Text segment =>
==========

International lithium: all bets are on the Argentine Salares
Latin America is not the only place with lithium rich brines and salt-pans but it was the focus of the first wave of de novo attention on the lithium space in 2009. In the first flush of lithium enthusiasm the mid-Andean region became a hot spot for its ample resource of lithium/potassium brine lakes, called salares by the locals.
The Puna plateau, covers a portion of Argentina, Chile and Bolivia. It is at an elevation of around 4,000m and contains the largest concentration of economic evaporate deposits in the world. The evaporate deposits are formed by intense evaporation under hot dry air in a closed basin. The brine, under the crust formed on the surface of the salt lakes, contains high concentrations of sodium, lithium, potassium, magnesium and boron (the major element of borax).
Also interesting in the LatAm lithium lakes is the associated potash deposits.
The Argentine Salares
There are around 50 salares located within the Antofallos-Pocitos volcanic rift valley in the high Andean plain.

==========

Information supplied =>
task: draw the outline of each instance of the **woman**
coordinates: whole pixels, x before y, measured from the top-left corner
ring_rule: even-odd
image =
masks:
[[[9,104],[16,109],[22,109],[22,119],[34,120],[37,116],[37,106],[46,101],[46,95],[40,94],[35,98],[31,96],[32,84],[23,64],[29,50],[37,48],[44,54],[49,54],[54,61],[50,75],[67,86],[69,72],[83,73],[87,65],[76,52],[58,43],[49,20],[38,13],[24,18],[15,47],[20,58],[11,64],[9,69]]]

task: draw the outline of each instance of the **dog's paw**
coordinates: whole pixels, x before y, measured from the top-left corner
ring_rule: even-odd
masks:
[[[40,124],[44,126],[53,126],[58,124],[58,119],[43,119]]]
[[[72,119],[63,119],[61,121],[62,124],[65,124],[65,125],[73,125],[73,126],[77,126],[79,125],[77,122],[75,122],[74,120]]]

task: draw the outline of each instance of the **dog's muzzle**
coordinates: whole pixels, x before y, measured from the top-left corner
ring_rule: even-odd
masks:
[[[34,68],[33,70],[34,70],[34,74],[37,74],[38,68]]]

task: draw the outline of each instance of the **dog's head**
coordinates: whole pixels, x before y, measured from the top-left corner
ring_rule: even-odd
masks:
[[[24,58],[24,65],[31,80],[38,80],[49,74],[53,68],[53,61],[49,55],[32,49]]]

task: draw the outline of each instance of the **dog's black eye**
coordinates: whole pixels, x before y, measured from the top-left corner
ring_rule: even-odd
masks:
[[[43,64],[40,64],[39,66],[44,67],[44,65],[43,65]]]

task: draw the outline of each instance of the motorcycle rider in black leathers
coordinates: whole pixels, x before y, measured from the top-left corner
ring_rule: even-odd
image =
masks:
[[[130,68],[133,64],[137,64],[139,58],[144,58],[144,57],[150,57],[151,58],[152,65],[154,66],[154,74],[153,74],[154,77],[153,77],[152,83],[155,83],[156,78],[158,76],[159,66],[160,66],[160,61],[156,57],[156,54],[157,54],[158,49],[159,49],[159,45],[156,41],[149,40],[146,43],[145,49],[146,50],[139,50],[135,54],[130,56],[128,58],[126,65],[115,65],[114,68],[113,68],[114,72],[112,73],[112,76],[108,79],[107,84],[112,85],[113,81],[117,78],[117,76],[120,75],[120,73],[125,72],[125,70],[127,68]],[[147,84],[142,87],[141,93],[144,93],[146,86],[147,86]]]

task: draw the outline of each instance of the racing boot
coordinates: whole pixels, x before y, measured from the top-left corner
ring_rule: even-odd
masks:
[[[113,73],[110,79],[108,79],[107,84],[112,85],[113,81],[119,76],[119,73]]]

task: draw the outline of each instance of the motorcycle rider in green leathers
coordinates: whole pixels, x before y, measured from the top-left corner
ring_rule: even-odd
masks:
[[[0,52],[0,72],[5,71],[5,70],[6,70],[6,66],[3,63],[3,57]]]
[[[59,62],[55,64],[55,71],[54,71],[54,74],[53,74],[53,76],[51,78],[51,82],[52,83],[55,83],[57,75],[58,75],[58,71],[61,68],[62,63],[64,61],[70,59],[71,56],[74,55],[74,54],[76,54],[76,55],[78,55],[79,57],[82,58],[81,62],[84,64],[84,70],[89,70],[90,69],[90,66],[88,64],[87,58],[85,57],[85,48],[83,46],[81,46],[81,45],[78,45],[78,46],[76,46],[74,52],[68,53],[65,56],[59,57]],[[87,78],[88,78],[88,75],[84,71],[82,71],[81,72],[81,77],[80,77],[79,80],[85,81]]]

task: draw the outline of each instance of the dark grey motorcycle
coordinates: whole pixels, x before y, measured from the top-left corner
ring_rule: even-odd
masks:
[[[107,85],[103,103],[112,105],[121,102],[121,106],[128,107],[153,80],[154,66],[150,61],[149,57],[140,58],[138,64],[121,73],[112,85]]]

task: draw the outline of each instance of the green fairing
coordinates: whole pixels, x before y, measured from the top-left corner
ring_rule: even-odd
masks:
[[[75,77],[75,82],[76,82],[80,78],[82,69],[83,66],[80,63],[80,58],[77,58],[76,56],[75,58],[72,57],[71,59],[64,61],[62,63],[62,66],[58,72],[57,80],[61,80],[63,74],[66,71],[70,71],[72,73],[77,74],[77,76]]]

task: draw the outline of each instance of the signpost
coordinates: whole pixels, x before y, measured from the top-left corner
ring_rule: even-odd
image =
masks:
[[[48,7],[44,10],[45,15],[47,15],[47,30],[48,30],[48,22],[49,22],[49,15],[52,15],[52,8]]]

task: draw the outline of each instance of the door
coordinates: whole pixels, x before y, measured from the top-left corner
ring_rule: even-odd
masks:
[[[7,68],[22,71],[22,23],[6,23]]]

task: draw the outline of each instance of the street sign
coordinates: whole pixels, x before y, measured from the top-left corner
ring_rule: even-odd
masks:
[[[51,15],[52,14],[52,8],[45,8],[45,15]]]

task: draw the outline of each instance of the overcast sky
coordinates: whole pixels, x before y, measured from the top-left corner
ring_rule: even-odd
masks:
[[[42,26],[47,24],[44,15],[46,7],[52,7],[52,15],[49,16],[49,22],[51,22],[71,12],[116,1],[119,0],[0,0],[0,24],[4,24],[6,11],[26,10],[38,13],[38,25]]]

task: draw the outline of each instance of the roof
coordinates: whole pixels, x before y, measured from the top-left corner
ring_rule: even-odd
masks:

==========

Problems =>
#1 According to the lithium text, at roughly what elevation does the Puna plateau lie?
#2 Translate this sentence from the lithium text into Spanish: "There are around 50 salares located within the Antofallos-Pocitos volcanic rift valley in the high Andean plain."
Rely solely on the lithium text when answering.

Answers to the problems =>
#1 Around 4,000 m.

#2 Hay alrededor de 50 salares ubicados dentro del valle de rift volcánico Antofallos-Pocitos, en el altiplano andino.